*** EXTRACTED ENTRIES

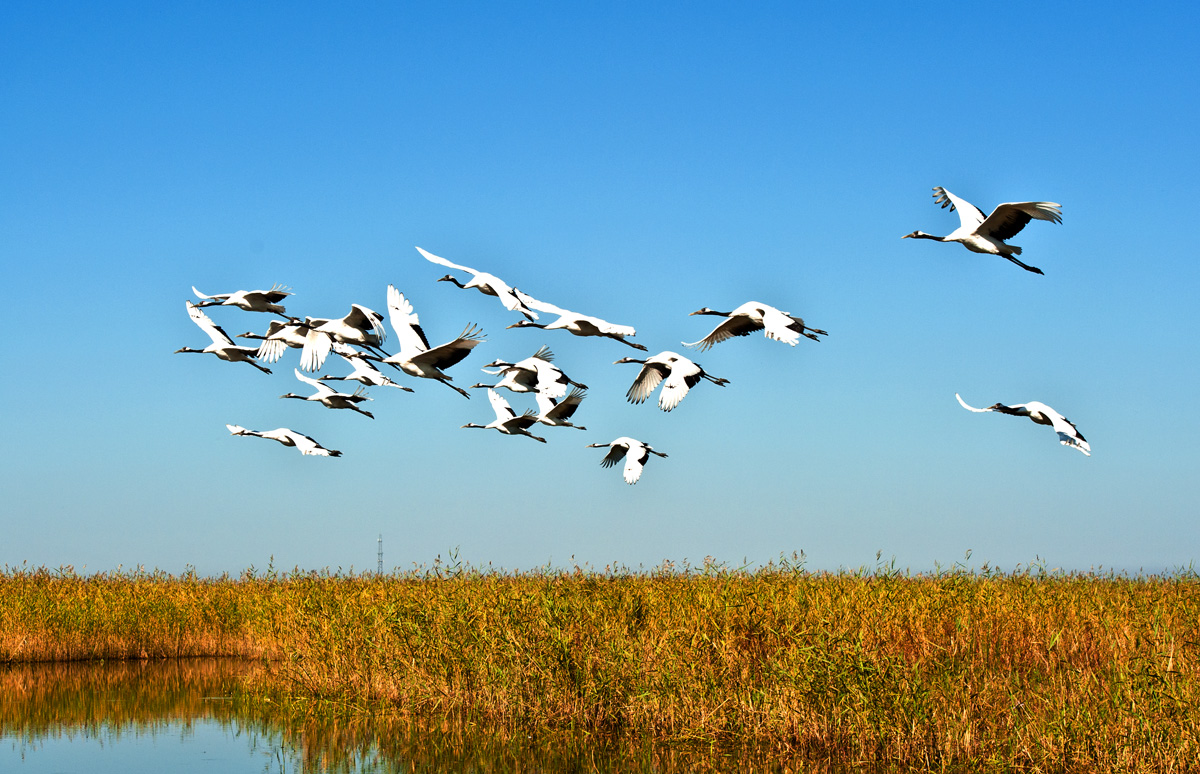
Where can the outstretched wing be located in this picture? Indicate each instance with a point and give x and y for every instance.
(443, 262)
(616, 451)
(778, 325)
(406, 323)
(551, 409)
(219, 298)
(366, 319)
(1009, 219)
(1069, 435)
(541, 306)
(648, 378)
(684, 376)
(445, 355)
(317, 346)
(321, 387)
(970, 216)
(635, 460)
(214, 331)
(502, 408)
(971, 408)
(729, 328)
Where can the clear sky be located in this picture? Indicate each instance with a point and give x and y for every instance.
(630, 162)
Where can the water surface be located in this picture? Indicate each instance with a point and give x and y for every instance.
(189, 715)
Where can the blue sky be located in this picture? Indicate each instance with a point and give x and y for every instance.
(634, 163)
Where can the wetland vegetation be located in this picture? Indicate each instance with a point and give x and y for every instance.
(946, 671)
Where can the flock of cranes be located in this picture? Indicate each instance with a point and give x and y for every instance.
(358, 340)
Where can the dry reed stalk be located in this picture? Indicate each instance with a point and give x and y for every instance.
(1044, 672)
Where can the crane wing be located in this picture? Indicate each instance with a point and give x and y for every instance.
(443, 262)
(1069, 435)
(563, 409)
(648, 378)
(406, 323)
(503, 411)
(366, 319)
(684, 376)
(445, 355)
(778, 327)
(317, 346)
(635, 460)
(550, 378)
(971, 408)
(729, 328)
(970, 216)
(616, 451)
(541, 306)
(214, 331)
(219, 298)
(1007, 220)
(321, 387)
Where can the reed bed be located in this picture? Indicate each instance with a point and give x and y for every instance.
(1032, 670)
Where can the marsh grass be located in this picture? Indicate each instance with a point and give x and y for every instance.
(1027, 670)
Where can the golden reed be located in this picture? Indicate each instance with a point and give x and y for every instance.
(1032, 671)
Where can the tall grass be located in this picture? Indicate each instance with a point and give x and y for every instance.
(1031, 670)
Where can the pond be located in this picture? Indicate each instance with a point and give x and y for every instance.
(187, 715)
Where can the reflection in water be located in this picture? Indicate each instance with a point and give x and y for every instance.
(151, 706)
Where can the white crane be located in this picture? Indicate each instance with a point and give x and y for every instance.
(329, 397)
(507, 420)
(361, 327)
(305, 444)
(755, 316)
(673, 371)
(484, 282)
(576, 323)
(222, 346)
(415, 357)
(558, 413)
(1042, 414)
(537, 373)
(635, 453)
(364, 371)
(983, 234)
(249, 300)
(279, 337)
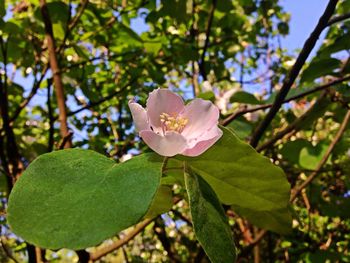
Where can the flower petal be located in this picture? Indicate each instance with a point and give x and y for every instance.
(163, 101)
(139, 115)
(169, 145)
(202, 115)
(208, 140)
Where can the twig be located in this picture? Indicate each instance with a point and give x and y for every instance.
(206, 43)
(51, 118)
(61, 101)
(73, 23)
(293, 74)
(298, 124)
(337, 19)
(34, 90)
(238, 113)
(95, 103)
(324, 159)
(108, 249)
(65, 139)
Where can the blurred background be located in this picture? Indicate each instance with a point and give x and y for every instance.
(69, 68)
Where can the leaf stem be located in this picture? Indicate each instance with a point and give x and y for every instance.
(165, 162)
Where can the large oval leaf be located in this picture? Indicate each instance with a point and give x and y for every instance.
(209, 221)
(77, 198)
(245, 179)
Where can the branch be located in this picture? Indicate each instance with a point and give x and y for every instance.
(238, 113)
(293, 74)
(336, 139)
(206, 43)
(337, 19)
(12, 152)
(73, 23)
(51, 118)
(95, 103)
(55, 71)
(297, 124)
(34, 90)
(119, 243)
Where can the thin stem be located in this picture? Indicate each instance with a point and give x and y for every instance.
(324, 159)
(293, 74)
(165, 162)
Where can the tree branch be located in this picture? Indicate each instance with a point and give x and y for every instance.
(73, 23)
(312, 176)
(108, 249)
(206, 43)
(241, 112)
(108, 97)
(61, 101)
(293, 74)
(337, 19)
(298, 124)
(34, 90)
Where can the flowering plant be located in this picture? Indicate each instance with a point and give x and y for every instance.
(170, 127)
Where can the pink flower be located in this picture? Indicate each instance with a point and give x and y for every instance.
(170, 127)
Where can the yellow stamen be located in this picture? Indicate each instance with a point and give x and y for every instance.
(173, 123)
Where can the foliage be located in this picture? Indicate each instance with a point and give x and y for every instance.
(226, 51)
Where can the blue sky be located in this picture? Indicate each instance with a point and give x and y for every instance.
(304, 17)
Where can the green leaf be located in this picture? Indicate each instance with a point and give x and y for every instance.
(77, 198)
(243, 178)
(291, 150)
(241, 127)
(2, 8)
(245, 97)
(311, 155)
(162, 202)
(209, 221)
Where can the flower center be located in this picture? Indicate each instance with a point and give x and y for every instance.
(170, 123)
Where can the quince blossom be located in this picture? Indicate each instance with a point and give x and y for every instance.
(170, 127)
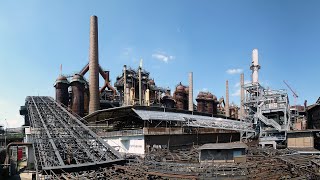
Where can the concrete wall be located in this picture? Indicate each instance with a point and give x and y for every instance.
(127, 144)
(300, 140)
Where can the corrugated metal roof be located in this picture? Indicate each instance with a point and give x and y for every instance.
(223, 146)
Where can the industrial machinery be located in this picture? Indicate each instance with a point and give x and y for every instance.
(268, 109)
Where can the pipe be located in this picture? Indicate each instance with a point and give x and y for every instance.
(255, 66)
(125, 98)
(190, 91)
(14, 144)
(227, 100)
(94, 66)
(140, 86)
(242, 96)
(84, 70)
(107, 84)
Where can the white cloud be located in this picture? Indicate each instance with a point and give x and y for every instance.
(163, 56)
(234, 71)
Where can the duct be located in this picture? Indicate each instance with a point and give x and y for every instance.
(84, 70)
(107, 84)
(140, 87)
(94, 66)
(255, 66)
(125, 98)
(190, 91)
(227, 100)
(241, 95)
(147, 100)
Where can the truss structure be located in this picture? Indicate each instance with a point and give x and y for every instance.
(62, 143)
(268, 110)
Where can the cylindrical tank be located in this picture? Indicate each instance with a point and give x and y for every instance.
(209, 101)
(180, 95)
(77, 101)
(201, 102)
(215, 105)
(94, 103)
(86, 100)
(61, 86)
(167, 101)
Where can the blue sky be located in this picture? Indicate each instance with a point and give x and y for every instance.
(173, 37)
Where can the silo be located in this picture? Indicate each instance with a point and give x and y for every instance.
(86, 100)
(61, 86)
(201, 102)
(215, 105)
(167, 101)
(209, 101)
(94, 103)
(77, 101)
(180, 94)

******
*** EXTRACTED ENTRIES

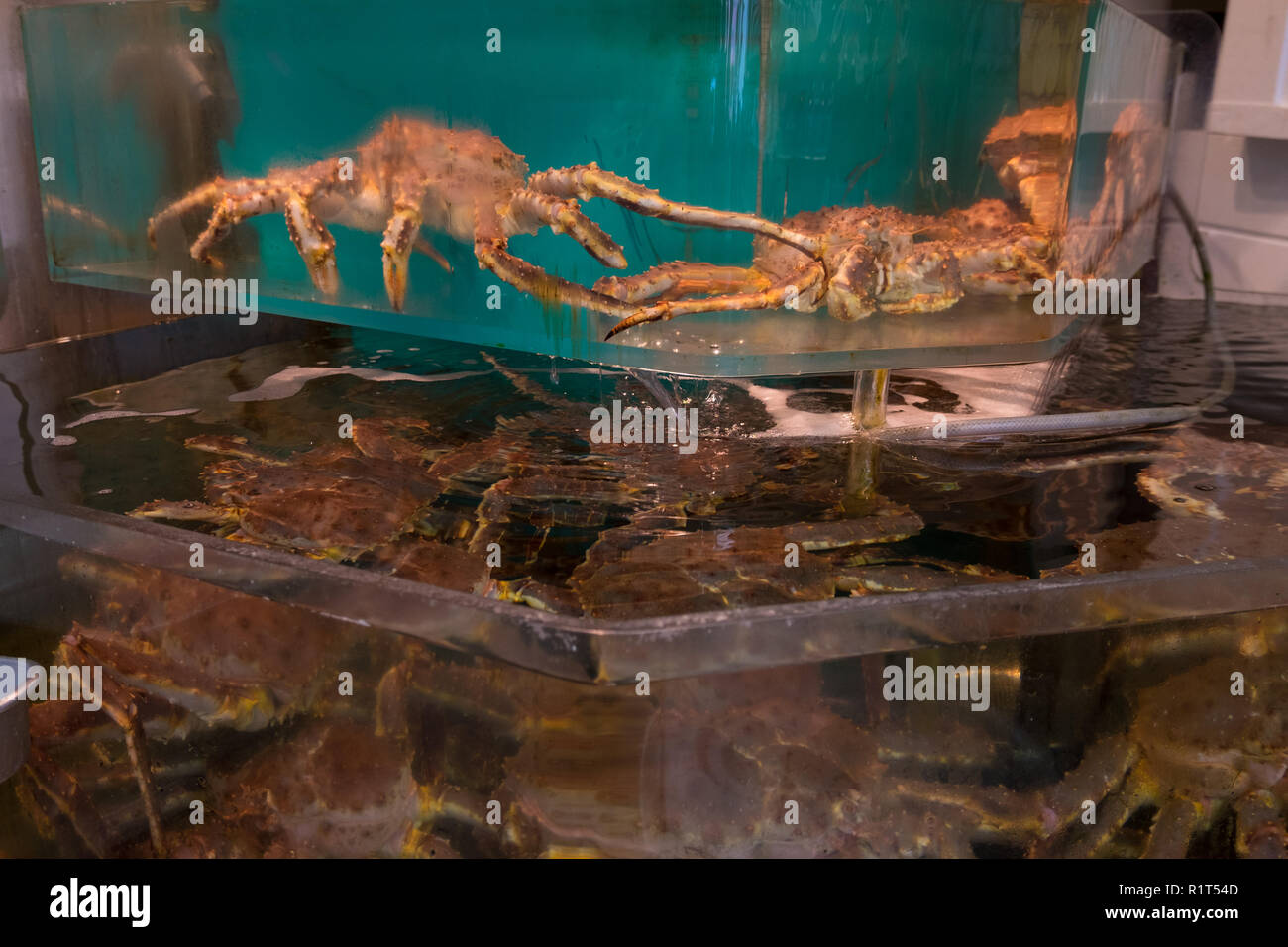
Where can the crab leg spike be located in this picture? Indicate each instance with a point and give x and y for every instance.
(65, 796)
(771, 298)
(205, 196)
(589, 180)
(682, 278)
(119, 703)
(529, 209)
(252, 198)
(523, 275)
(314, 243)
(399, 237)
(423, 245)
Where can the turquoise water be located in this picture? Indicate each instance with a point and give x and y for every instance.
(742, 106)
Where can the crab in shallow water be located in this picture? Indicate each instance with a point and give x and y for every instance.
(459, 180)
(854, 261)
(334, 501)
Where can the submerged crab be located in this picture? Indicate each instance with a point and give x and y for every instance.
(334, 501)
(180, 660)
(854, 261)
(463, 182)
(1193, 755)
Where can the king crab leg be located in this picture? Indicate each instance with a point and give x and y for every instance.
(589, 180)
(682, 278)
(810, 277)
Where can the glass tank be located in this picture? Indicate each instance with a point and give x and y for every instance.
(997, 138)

******

» PROBLEM DESCRIPTION:
Can you reproduce the listing character for character, from the line with "Where can the reed" up to and including the line with "(1032, 671)"?

» TASK ANSWER:
Where can the reed bed be located in this picture? Indicate each instance with a point and give x and y for every instance.
(1032, 670)
Where can the marsh grass be located in this picture? Indicate each instance with a point and give x and y for every instance.
(1027, 670)
Where can the golden reed be located in this picture? Indicate each instance with a point and give x and y for every instance.
(1032, 671)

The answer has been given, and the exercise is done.